• **OBJECTIVE**:
Which lines of the records contain the word "background"? Copy out every such line in full, and treat uppercase and lowercase as distinct.
=====
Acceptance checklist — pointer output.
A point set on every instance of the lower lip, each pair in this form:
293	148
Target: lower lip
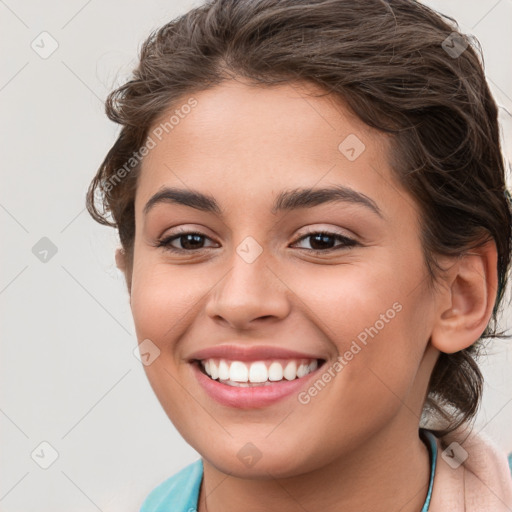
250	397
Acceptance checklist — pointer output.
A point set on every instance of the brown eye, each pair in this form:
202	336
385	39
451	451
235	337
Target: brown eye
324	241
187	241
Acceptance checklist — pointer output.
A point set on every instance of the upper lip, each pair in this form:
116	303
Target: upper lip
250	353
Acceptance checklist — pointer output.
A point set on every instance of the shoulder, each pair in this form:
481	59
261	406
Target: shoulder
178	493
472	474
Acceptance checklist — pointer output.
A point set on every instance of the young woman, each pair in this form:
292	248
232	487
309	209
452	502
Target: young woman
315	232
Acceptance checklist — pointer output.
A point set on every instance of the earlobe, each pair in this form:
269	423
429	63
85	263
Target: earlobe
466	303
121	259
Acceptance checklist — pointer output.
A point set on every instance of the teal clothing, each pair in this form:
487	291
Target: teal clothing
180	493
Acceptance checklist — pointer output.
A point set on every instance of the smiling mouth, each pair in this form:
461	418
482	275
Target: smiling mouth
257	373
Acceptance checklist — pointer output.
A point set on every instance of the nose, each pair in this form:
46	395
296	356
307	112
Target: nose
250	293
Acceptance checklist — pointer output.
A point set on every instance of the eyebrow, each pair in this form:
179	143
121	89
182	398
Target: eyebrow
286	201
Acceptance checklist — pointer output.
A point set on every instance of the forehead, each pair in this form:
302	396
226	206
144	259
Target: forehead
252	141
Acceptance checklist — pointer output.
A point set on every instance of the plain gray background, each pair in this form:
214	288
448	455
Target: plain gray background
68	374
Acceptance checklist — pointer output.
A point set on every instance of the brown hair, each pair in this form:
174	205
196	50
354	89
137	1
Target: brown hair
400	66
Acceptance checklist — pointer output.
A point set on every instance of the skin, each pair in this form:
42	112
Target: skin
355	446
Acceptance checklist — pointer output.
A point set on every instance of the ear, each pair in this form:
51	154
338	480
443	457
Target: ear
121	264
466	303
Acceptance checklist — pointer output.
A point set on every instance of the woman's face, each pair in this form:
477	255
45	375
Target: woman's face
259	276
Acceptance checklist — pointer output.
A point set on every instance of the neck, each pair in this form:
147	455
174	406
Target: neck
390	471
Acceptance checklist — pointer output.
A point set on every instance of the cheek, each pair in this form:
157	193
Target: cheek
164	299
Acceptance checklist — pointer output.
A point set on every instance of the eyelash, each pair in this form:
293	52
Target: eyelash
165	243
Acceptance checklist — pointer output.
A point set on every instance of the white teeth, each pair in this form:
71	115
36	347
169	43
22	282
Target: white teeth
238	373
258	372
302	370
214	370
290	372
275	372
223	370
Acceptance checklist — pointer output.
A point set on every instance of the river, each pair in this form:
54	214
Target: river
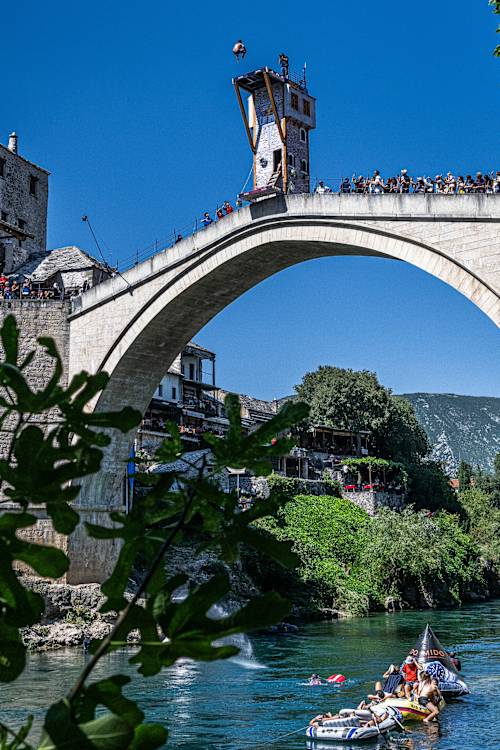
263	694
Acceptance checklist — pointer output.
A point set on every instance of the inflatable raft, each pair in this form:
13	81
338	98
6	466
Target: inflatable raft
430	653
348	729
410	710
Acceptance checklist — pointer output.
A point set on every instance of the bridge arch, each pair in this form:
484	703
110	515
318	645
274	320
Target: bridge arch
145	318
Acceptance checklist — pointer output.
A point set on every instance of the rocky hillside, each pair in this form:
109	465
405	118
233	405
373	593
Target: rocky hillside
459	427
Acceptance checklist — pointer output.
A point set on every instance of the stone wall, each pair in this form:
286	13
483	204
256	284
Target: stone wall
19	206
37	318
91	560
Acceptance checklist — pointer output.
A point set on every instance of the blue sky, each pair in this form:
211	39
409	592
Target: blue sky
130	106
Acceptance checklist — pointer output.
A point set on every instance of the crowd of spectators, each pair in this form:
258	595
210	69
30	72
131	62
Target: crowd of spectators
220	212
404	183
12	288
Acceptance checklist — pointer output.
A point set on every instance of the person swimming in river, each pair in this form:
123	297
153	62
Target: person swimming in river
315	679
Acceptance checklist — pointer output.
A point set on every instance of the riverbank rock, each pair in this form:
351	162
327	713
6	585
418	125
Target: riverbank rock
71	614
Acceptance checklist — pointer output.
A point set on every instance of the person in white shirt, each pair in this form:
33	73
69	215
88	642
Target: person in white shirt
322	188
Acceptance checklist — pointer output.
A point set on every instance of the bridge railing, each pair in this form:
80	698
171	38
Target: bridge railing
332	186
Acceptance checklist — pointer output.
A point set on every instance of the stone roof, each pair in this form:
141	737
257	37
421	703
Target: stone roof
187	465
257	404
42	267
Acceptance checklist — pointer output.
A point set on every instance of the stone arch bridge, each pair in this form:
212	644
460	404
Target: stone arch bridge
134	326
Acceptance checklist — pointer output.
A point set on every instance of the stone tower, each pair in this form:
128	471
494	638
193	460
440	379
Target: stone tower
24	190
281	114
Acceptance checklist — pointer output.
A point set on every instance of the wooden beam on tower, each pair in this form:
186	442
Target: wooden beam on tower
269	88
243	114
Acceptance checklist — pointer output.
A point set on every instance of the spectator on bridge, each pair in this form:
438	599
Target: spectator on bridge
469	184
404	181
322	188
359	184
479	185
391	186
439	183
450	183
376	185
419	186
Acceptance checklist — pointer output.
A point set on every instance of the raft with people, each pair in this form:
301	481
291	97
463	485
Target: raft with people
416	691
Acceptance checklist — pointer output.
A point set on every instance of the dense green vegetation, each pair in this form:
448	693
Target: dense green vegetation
=====
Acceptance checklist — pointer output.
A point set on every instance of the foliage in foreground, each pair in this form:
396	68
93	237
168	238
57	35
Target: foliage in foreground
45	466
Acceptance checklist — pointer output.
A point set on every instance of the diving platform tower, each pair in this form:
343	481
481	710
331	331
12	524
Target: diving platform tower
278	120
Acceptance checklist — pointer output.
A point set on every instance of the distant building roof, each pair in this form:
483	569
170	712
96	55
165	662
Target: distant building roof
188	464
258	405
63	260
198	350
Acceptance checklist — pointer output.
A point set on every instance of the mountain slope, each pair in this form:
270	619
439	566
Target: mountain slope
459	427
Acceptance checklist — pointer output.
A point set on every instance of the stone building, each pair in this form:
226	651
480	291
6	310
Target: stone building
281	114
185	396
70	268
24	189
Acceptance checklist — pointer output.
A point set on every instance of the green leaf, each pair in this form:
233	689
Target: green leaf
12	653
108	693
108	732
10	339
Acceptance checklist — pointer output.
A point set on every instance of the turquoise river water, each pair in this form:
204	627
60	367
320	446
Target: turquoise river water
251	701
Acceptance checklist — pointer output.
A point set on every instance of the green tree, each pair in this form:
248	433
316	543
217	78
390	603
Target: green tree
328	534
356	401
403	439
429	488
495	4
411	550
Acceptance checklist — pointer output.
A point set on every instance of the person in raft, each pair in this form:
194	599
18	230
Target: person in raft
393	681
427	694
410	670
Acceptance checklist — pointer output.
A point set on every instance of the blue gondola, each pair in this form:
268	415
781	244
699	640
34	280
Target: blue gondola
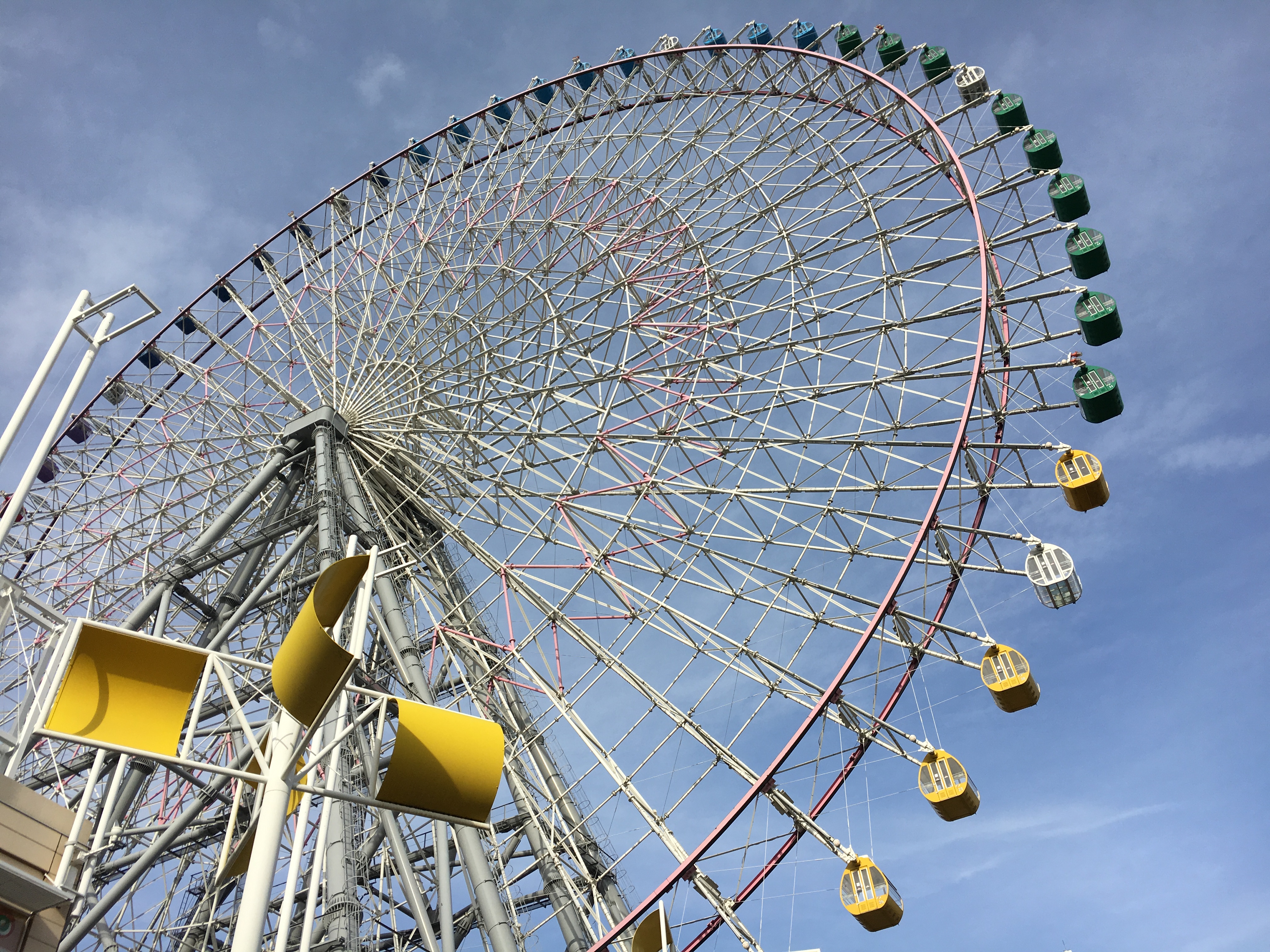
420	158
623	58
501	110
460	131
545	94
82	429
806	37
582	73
=====
• **TASK OUTPUT**:
A point set on every instance of the plain gray background, each pair in this form:
Target: plain gray background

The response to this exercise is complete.